[Trecho fornecido]:
▶
“Eu sempre levava pequenos cadernos de notas e um lápis, e me punha a escrever. Alguns de meus amigos podiam ler meus lábios – porque estávamos sempre juntos -, mas não sempre. Às vezes, não podia participar de conversas.”
Ela também usava as mãos e fazia sinais para se expressar, “mas na maioria das vezes tinha de escrever o que queria dizer.”
Ela diz que não tinha ajuda no colégio, pelo contrário.
“Eu ia a um colégio católico e uma freira, ao saber que não havia uma razão física que me impedisse de falar, disse que Deus estava me castigando e havia me deixado sem voz.”
“(Meus colegas) começaram a acreditar no que diziam, que eu estava sendo castigada e tinha de confessar meus pecados para recuperar minha voz. Eu me negava porque não tinha nada a confessar.”
Marie diz que começou a questionar a si mesma. “No mundo em que crescemos, o padre, as freiras, os médicos tinham sempre razão. Não eram postos em dúvida.”
“As meninas costumavam me chamar de mulher do diabo e outras piadas desse tipo, mas com o tempo deixou de ser uma piada. Era grave, extremo.”
“Como me neguei a confessar pecados, não me deixavam entrar na igreja e ir para a missa que frequentávamos todas as sextas, então tinha de ficar do lado de fora.”
◀
[Material apresentado]:
▶
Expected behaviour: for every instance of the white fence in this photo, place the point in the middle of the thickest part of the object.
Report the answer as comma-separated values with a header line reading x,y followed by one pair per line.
◀
▶
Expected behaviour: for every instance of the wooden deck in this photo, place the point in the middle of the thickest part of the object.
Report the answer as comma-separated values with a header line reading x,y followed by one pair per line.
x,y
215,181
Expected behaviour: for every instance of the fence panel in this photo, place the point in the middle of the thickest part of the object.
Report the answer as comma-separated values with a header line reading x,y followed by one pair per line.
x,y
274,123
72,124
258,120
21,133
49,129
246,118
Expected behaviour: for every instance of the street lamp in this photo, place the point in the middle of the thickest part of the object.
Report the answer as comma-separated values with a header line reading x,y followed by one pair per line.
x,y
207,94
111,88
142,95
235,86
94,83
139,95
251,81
◀
▶
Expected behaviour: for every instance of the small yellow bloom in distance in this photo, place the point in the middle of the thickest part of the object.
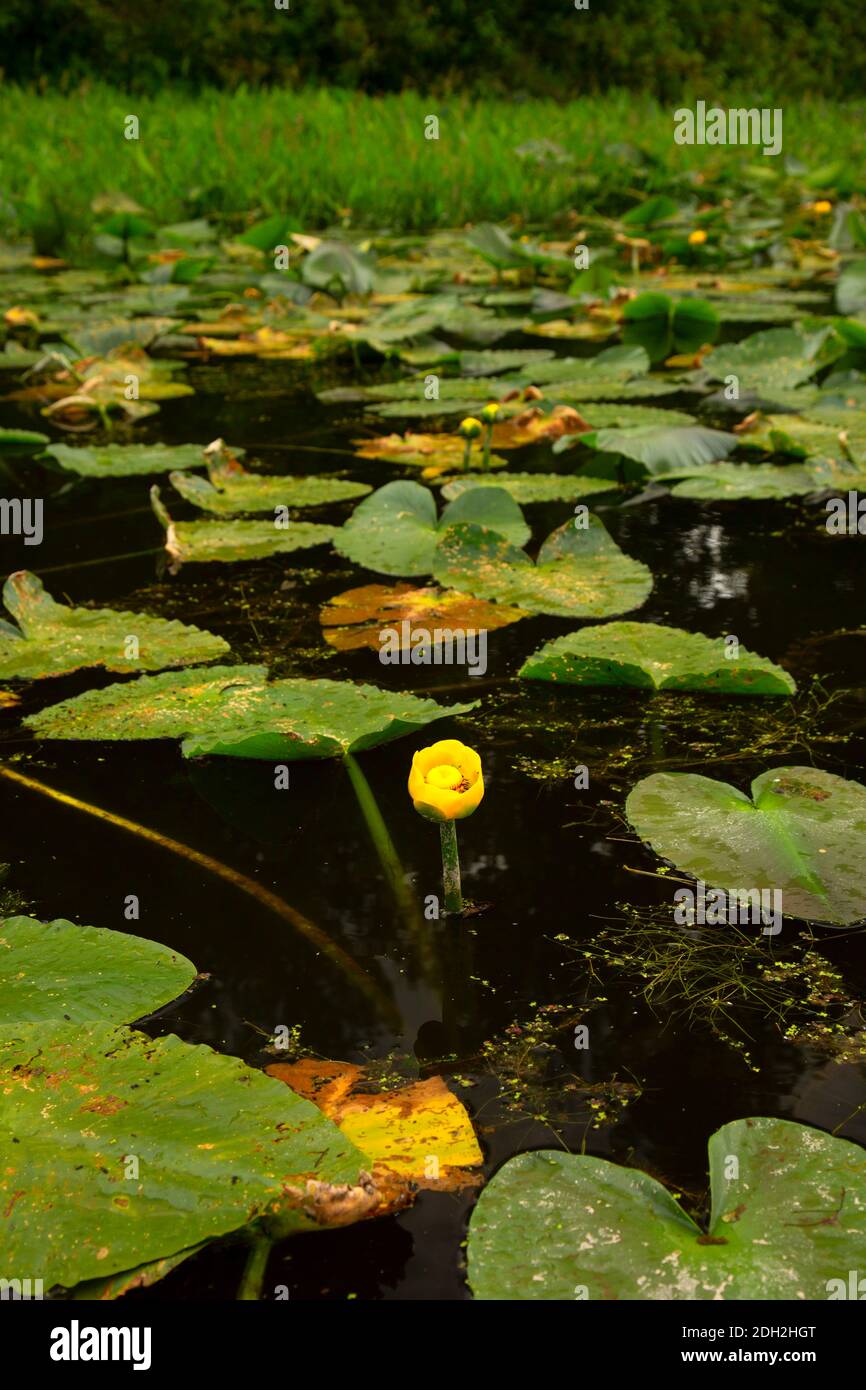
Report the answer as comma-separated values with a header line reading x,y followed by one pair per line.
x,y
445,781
◀
[Instruções de trabalho]:
Diga se cada afirmação a seguir está de acordo com o trecho fornecido. Responda sim ou não e cite as palavras do trecho que decidem a questão.
1. Marie recebia ajuda no colégio.
2. Uma freira disse que Deus estava castigando Marie.
3. Marie confessou seus pecados para poder entrar na igreja.

[Área de resposta]:
1. Não: "Ela diz que não tinha ajuda no colégio, pelo contrário."
2. Sim: "disse que Deus estava me castigando e havia me deixado sem voz."
3. Não: "Como me neguei a confessar pecados, não me deixavam entrar na igreja"